WHAT THE EXERCISE ASKS.
From the line containing "Question. In the picture above, identify the floral" through the last line of the entries below, repeat each line word for word and leave out the rest.
******
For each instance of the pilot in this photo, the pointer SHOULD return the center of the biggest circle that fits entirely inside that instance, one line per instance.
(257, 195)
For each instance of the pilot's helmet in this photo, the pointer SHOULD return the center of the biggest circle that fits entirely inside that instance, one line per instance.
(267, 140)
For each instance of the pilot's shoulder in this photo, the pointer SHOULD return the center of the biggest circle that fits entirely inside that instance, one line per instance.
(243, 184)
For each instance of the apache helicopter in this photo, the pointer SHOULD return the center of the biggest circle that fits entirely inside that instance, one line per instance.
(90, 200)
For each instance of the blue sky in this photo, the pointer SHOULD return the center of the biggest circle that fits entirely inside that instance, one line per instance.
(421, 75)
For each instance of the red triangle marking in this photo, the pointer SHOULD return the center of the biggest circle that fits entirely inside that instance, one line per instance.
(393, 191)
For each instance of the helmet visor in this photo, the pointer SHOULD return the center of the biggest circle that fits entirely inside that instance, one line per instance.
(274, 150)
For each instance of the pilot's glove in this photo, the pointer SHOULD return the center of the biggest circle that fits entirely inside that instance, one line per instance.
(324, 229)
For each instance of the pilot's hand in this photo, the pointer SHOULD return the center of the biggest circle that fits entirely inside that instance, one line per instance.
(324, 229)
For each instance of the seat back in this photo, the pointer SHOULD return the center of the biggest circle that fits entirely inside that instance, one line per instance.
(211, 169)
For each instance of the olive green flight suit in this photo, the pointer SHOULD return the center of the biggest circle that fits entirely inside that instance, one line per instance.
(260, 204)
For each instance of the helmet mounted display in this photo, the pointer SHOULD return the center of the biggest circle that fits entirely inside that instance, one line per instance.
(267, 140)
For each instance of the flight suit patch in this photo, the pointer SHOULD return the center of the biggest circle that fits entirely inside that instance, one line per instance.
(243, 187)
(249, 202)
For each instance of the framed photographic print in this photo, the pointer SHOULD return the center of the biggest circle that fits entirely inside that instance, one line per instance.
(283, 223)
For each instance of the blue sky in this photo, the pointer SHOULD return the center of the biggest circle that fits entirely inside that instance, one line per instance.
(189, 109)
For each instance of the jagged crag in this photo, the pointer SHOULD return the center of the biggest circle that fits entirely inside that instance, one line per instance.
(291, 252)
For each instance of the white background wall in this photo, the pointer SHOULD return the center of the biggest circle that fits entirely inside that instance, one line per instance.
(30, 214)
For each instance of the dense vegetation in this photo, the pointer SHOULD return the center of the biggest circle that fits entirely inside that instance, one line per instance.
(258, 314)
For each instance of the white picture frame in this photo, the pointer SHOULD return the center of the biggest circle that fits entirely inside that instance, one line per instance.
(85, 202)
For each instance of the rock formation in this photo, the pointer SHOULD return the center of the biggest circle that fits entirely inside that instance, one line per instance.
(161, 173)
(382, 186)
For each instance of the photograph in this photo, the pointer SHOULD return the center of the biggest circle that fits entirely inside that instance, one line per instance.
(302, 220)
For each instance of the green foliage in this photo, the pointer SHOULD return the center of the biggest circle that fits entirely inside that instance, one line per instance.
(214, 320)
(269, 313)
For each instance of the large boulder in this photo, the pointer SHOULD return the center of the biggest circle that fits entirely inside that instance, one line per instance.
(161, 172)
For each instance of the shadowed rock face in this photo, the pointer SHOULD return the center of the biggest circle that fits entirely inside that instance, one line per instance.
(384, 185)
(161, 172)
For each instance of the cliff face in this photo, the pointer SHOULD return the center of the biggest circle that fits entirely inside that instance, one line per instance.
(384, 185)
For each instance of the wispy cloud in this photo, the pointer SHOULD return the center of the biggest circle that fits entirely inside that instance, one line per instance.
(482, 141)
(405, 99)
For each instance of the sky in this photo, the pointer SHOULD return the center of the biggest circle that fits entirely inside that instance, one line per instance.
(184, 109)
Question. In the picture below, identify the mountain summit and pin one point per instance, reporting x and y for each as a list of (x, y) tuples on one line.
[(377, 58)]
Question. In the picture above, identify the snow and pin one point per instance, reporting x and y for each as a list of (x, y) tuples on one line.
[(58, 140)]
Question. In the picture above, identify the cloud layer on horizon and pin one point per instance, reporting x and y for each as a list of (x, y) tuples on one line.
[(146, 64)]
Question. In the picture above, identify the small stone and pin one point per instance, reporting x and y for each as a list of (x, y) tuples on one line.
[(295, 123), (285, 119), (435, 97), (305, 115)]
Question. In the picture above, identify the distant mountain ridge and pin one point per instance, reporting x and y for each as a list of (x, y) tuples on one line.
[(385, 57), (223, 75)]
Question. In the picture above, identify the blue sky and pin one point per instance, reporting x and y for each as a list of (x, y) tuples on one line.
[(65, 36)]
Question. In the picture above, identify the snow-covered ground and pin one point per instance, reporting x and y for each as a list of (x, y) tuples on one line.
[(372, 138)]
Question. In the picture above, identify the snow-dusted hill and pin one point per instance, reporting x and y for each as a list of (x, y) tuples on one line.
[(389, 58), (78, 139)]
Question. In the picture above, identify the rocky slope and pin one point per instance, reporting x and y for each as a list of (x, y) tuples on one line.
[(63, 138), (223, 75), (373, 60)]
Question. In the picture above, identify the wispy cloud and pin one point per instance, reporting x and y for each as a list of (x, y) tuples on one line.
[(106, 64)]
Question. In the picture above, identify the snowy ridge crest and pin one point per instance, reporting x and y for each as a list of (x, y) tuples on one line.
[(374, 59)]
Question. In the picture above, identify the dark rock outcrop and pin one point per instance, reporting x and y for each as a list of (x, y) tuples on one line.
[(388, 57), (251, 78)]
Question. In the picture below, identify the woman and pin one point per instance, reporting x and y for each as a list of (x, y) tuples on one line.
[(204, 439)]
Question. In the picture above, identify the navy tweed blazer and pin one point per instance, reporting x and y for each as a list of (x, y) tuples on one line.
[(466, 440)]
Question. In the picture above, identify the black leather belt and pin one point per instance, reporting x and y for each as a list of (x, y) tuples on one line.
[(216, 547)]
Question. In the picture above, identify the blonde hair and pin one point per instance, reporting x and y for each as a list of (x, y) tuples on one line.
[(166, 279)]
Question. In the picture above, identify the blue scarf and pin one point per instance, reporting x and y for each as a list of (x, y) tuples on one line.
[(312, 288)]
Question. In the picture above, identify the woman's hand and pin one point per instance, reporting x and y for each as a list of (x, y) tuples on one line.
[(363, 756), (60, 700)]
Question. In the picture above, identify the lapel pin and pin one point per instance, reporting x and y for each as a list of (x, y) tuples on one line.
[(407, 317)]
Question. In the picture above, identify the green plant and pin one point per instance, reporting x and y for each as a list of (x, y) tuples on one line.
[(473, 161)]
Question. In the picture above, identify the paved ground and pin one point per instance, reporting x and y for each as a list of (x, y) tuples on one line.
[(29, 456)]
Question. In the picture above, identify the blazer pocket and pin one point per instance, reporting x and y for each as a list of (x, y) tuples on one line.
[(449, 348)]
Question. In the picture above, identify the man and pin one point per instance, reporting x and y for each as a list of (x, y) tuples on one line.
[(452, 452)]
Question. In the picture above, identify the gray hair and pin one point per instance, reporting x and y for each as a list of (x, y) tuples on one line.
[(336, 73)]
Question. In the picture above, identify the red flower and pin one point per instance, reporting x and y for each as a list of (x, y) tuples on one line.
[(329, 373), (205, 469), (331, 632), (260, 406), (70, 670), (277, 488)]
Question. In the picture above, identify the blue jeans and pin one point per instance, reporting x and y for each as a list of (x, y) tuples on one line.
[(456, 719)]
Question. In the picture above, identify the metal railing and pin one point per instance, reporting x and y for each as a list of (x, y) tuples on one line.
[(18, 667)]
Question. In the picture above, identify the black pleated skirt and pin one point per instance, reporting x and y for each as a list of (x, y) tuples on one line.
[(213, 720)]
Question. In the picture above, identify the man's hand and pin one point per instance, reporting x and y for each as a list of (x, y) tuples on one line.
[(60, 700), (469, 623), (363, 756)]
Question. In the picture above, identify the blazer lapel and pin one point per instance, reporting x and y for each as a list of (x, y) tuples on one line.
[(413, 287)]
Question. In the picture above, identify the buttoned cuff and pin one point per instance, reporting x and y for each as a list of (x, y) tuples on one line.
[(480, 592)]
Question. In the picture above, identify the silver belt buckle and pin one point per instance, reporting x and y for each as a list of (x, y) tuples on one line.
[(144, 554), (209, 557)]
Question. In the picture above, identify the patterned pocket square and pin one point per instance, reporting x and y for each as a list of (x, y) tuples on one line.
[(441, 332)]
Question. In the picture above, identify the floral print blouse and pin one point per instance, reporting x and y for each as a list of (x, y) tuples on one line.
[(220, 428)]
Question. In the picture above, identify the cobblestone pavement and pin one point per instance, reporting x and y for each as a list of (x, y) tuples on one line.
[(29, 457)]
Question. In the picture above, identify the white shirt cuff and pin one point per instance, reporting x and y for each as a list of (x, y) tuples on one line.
******
WRITTEN RESPONSE.
Question. In the picture above, identify the floral print blouse and pin one point per instance, reporting x and y for each as a list of (x, y) tuples on one line.
[(220, 428)]
Question. In the picture above, identify the cobblestone pavement and pin one point per instance, reporting x and y for each as a list of (x, y) tuples on one line.
[(29, 457)]
Question. In the picture above, identify the white shirt cuff and pin one point per instance, reporting x and y for each as a list of (x, y) tuples on one line.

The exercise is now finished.